The Lua Tarot created by Maree Bento is a black and white collage deck of 19th century engravings. Lovers of the Victorian Era, you are going to adore these cards. “Lua” means “moon” in Portuguese, which is the perfect name for this deck, given its style and how the grayscale speculative aesthetics induces inner reflection.
Bento is the creator of the Divine Muses Oracle, which I’ve reviewed here. There’s this mystical-alchemical dream quality to her art style, and while Divine Muses was more mystical, Lua Tarot is more alchemical.
From a compositional standpoint, Bento layers the imagery with seamless perfection. There are clear stories going on in the foreground, midground, and background. You get a strong sense of earth and sky in every card image. Bento balances detailing and space in such a way that your eyes are always relaxed.
The packaging and product design is top rate. I love the addition of Medusa for protection in the interior of the lid. The dark and light owls on the title card was a really nice touch.
I love the discrete deck box, which would look simply amazing on an altar, especially if you’re a color minimalist. Bento’s aesthetic preferences are very much in line with my own. There’s an understated elegance to all of her artwork that I very much appreciate.

* [Stored data]:

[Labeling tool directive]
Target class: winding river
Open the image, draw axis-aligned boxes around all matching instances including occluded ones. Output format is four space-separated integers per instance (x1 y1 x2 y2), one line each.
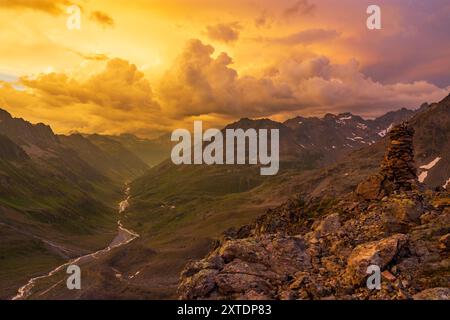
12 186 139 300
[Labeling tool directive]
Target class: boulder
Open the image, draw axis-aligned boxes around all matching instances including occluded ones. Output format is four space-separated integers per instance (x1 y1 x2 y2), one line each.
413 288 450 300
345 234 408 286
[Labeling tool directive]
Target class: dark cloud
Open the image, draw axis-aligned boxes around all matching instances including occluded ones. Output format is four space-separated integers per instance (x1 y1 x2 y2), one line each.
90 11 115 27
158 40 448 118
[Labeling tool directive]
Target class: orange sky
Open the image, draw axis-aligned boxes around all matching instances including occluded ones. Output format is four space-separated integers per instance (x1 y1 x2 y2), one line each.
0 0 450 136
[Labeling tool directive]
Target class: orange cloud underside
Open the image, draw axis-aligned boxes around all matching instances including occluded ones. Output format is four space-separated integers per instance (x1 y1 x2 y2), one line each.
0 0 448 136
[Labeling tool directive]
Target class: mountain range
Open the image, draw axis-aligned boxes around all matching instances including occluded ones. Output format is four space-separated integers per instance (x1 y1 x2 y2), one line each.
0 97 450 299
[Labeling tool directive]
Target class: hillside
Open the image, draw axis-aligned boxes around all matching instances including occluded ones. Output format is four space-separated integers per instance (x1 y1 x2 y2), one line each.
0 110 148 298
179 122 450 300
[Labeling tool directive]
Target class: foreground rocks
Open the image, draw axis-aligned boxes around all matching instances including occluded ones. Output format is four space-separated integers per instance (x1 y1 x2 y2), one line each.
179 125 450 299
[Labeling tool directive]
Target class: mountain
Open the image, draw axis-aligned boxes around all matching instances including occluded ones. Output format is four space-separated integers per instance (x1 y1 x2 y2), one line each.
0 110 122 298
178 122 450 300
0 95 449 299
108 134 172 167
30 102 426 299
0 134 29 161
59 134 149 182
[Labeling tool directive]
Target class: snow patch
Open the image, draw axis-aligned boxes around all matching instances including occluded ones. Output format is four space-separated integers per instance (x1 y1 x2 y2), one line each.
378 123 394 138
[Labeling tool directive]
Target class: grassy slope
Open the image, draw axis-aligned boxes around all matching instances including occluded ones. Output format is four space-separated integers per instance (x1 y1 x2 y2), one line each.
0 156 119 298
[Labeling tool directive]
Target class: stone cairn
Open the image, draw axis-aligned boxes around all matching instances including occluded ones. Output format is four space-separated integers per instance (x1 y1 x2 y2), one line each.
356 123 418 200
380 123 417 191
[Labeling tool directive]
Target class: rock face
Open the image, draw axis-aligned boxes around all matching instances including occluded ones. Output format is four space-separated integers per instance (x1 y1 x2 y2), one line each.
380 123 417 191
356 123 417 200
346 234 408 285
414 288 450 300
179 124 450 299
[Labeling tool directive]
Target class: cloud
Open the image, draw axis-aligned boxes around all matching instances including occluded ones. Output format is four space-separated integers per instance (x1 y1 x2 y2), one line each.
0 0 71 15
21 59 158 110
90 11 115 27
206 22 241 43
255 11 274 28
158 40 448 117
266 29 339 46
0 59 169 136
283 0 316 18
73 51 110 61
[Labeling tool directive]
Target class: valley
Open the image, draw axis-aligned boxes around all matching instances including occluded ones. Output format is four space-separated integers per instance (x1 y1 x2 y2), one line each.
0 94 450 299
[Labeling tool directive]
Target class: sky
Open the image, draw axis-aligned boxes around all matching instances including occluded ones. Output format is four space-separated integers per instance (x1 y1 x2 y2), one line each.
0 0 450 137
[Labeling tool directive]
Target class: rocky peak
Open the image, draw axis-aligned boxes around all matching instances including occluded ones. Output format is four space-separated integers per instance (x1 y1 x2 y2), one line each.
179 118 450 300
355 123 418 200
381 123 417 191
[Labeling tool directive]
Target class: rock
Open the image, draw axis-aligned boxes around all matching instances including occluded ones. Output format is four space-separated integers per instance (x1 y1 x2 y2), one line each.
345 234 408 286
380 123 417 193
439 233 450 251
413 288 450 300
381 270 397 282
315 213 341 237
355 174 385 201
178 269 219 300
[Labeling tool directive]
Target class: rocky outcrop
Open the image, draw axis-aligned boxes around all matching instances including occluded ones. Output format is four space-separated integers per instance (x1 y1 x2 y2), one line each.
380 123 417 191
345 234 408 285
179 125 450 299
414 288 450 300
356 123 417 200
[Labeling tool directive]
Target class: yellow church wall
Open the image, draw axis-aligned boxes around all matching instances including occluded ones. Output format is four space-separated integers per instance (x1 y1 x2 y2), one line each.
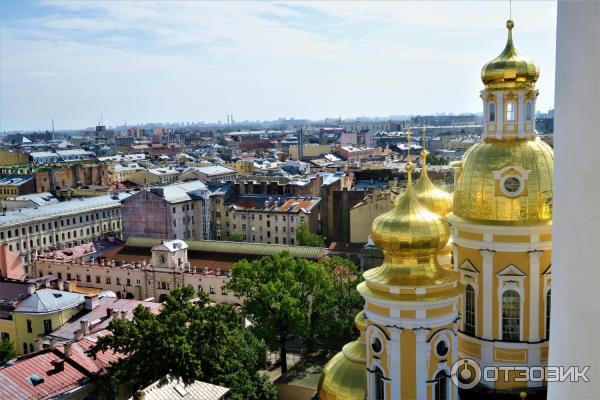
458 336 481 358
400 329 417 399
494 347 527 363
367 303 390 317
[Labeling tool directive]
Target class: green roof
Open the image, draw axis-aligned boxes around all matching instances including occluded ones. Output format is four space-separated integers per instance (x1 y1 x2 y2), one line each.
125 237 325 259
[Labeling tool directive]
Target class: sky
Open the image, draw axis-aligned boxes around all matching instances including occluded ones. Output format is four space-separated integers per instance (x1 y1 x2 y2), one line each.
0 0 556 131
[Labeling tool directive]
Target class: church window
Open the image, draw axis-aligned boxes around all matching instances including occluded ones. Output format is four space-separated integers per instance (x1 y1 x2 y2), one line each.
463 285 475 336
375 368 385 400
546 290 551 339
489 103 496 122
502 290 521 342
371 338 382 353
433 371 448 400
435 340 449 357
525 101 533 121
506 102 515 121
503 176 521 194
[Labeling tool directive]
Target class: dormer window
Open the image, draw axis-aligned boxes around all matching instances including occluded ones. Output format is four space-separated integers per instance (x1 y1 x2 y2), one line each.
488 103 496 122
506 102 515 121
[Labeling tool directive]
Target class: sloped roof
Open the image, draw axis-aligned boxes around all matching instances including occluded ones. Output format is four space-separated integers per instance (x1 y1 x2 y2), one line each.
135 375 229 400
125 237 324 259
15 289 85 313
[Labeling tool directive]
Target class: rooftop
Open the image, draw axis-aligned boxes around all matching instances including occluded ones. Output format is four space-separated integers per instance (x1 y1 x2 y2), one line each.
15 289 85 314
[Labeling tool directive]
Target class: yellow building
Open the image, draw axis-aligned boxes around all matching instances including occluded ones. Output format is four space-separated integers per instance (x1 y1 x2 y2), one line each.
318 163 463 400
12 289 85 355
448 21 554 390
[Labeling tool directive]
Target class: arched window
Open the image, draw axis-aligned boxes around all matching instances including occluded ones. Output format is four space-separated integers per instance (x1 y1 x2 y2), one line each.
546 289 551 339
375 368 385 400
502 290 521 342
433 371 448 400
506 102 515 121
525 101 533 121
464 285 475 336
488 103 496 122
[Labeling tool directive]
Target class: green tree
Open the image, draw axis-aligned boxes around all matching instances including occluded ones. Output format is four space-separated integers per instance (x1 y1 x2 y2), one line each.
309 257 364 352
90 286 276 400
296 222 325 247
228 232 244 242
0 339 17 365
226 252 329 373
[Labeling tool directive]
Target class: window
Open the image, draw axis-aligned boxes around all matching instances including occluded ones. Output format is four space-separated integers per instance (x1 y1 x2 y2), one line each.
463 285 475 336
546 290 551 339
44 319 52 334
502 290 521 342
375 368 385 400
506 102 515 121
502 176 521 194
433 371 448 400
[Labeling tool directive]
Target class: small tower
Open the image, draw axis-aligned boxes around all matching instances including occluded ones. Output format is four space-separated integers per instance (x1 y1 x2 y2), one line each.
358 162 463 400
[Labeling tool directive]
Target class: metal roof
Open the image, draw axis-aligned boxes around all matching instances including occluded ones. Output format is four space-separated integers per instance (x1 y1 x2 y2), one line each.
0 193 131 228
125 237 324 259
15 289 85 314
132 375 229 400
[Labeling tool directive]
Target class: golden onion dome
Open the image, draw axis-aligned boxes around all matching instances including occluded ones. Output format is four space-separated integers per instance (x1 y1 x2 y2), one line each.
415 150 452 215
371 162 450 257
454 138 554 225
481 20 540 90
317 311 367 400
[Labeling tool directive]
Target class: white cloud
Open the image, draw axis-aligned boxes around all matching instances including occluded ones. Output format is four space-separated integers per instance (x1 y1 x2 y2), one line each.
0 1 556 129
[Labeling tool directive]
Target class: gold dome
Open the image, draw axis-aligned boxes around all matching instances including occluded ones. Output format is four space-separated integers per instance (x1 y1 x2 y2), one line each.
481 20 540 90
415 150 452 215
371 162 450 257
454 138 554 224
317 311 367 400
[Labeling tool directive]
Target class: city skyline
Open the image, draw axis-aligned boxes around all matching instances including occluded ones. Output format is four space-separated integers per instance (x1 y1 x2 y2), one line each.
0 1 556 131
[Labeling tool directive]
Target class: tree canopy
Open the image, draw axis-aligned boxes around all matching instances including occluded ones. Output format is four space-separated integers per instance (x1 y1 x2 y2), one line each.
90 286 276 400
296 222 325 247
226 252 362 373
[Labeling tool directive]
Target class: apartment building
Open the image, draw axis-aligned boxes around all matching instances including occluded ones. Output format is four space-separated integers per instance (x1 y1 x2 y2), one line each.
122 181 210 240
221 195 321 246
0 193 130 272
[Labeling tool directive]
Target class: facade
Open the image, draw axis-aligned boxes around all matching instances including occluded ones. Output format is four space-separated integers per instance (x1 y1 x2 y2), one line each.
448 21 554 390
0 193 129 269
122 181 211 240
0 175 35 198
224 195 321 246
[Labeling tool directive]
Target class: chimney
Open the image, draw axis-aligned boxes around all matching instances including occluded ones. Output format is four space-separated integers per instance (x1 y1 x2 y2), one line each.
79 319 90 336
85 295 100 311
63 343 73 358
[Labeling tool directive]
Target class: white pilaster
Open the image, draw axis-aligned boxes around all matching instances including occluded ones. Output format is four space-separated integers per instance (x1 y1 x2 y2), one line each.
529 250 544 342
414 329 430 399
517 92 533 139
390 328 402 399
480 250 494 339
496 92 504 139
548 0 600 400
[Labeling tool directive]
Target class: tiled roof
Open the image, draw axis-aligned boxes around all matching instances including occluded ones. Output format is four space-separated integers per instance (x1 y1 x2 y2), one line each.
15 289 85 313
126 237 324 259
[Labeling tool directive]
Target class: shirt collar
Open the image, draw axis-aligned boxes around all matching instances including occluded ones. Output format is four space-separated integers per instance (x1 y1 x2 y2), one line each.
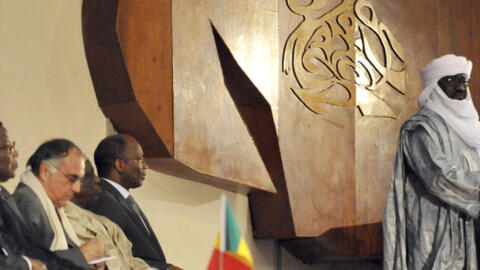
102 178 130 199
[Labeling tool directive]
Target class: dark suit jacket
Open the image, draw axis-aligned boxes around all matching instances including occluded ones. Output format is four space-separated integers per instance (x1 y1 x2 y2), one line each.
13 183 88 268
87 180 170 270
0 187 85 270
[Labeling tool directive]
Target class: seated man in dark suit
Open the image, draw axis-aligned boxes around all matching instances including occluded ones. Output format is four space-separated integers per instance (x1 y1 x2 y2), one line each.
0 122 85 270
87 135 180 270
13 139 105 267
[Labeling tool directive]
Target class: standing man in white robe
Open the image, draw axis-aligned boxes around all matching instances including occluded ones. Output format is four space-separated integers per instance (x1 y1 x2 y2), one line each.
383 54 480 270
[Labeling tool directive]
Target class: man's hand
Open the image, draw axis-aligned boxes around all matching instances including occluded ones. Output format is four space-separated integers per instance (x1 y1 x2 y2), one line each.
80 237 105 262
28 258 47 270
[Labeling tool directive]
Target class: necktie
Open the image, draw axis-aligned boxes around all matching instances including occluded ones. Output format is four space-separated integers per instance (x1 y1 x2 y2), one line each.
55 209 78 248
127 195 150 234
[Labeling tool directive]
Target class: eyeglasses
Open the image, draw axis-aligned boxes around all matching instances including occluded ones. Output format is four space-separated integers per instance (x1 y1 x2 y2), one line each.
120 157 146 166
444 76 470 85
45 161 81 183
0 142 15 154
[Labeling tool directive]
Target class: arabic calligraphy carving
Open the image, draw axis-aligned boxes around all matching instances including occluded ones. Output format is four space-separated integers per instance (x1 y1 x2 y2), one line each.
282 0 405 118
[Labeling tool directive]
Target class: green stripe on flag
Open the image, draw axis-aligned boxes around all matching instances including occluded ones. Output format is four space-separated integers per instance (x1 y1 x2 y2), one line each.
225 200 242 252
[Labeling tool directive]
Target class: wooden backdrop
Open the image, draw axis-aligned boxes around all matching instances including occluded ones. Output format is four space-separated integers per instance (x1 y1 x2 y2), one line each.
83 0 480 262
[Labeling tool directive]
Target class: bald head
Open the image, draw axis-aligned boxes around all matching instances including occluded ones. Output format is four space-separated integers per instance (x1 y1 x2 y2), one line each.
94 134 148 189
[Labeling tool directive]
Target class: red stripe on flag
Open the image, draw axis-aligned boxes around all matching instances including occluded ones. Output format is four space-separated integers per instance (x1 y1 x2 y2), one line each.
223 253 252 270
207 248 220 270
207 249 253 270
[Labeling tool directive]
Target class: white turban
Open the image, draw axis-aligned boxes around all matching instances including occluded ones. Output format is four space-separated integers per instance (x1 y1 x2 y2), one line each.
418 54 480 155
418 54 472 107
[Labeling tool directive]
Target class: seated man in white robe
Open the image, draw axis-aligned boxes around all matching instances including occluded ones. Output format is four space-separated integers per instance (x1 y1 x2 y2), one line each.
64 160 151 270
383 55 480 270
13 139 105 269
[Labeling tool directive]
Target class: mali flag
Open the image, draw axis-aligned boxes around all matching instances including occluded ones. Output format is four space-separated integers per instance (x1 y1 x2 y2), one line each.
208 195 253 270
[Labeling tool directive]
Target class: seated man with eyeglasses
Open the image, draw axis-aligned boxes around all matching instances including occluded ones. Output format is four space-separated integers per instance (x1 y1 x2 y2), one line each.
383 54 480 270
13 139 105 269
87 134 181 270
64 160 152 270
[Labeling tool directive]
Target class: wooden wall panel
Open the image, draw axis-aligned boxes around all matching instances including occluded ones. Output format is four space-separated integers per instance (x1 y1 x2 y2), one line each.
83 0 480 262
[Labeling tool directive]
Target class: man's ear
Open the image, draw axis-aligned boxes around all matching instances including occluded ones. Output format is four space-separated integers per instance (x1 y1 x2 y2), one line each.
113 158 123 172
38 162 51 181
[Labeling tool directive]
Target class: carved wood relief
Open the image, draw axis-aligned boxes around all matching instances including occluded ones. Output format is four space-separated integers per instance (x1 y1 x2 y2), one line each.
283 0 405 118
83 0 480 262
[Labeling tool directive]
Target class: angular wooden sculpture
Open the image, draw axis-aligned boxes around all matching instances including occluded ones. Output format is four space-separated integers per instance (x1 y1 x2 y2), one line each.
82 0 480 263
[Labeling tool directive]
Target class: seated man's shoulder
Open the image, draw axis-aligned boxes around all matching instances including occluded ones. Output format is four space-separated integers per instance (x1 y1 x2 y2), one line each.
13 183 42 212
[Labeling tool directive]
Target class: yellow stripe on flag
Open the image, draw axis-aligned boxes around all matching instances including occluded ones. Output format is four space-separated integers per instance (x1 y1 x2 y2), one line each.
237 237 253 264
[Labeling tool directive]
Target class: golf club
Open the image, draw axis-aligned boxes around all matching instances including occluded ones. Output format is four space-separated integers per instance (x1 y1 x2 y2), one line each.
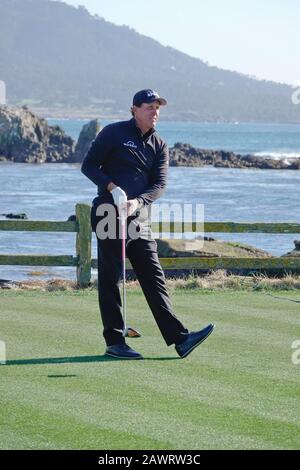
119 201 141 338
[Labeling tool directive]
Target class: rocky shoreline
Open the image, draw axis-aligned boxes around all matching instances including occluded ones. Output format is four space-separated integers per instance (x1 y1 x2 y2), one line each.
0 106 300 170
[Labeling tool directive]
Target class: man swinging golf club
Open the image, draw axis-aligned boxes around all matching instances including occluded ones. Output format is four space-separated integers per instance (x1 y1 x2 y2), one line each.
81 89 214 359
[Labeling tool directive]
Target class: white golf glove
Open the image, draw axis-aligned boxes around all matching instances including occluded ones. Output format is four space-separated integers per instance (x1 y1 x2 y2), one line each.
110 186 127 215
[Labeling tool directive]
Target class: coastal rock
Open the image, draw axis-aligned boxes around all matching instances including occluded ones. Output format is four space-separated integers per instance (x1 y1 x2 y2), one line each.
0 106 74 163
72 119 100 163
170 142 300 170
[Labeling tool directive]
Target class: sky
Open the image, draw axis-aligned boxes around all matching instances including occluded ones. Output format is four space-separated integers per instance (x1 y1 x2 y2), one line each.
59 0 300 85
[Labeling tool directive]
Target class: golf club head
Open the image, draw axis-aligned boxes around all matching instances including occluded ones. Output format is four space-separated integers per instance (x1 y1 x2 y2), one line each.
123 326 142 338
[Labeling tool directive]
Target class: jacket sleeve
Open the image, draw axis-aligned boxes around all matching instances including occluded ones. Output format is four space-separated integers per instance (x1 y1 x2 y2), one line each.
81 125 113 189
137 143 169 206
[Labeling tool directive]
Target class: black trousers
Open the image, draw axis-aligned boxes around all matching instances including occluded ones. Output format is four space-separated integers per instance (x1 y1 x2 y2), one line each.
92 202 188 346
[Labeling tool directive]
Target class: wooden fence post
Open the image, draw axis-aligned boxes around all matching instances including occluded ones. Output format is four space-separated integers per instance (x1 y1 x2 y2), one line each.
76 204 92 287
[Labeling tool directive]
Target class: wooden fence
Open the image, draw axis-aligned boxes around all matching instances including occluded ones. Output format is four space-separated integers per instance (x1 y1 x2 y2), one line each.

* [Problem details]: Please copy out the Lua Tarot review above word for word, from its first sentence to its last.

* [Exercise result]:
The Lua Tarot created by Maree Bento is a black and white collage deck of 19th century engravings. Lovers of the Victorian Era, you are going to adore these cards. “Lua” means “moon” in Portuguese, which is the perfect name for this deck, given its style and how the grayscale speculative aesthetics induces inner reflection.
Bento is the creator of the Divine Muses Oracle, which I’ve reviewed here. There’s this mystical-alchemical dream quality to her art style, and while Divine Muses was more mystical, Lua Tarot is more alchemical.
From a compositional standpoint, Bento layers the imagery with seamless perfection. There are clear stories going on in the foreground, midground, and background. You get a strong sense of earth and sky in every card image. Bento balances detailing and space in such a way that your eyes are always relaxed.
The packaging and product design is top rate. I love the addition of Medusa for protection in the interior of the lid. The dark and light owls on the title card was a really nice touch.
I love the discrete deck box, which would look simply amazing on an altar, especially if you’re a color minimalist. Bento’s aesthetic preferences are very much in line with my own. There’s an understated elegance to all of her artwork that I very much appreciate.